Locate each line in the entries below that includes the string "garment", and copy every such line in full.

Object location annotation entries:

===

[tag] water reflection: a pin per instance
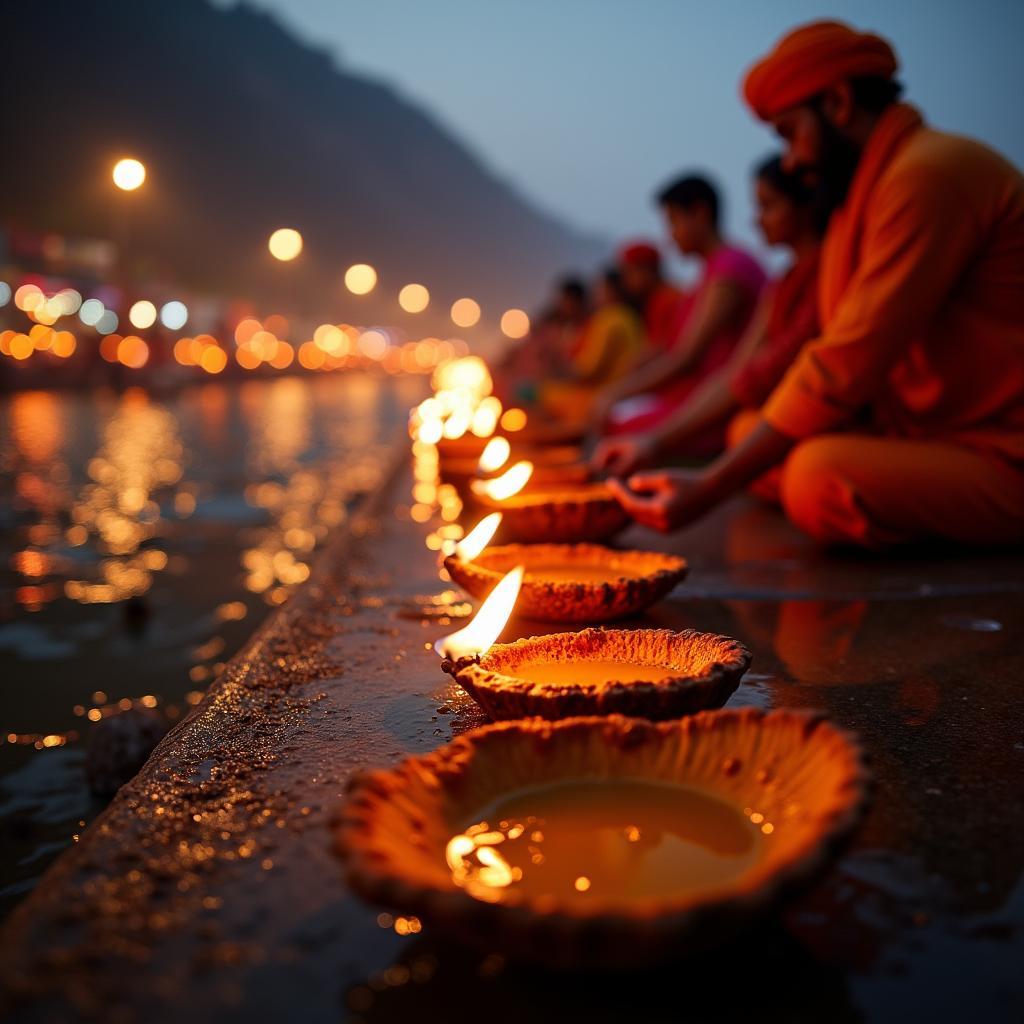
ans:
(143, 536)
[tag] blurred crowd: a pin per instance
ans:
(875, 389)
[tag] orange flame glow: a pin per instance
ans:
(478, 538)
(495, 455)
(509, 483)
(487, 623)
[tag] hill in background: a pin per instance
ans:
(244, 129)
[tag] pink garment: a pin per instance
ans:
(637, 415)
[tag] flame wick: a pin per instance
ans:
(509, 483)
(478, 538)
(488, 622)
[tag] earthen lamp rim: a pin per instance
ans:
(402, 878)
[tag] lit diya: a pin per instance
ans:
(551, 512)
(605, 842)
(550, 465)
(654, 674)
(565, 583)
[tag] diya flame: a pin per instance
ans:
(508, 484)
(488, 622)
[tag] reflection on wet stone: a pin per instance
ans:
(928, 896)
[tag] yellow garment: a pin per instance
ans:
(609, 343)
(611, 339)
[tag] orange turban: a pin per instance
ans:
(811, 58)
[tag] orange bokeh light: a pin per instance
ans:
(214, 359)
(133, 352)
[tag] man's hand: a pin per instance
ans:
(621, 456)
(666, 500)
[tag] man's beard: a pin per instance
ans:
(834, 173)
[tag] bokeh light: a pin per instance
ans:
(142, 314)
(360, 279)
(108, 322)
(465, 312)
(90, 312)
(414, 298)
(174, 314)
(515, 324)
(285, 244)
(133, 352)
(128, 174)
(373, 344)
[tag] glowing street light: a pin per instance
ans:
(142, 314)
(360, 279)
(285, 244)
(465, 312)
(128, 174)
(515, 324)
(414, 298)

===

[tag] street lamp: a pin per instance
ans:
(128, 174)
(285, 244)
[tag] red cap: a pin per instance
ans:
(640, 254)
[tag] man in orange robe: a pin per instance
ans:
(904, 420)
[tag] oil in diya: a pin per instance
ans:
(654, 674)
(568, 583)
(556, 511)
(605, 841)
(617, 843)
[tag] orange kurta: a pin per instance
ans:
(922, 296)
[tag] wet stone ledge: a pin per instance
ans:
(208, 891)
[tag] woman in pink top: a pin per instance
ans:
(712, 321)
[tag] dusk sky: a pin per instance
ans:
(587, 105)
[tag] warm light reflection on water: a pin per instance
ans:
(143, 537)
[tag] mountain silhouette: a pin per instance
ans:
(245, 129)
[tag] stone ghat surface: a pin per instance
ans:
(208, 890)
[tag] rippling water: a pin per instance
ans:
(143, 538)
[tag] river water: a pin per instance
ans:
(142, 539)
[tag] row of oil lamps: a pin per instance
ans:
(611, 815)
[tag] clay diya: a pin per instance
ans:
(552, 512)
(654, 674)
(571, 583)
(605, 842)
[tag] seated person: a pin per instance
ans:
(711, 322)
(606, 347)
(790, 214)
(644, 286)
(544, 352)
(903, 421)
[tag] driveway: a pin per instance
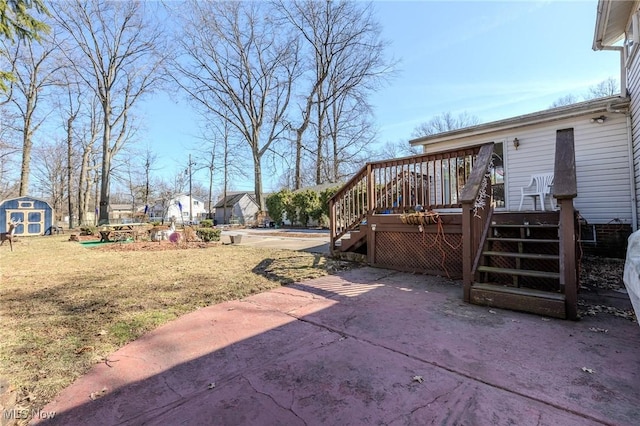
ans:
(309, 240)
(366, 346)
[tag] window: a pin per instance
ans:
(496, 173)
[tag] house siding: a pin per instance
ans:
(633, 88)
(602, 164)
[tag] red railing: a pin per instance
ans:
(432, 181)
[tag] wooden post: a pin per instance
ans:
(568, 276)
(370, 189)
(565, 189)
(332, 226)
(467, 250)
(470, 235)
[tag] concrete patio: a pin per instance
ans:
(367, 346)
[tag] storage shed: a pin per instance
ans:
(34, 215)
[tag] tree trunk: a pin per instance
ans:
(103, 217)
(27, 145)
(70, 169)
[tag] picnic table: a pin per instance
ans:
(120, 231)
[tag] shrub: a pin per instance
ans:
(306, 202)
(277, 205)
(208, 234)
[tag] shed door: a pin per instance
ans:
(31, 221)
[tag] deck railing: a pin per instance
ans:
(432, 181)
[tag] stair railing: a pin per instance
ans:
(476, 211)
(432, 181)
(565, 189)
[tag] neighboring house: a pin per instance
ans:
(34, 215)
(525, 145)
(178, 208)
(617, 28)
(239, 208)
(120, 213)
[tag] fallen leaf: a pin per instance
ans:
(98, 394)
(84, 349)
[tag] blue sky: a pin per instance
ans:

===

Final answer:
[tag] pink garment: a pin per instance
[tag] yellow garment: a pin per instance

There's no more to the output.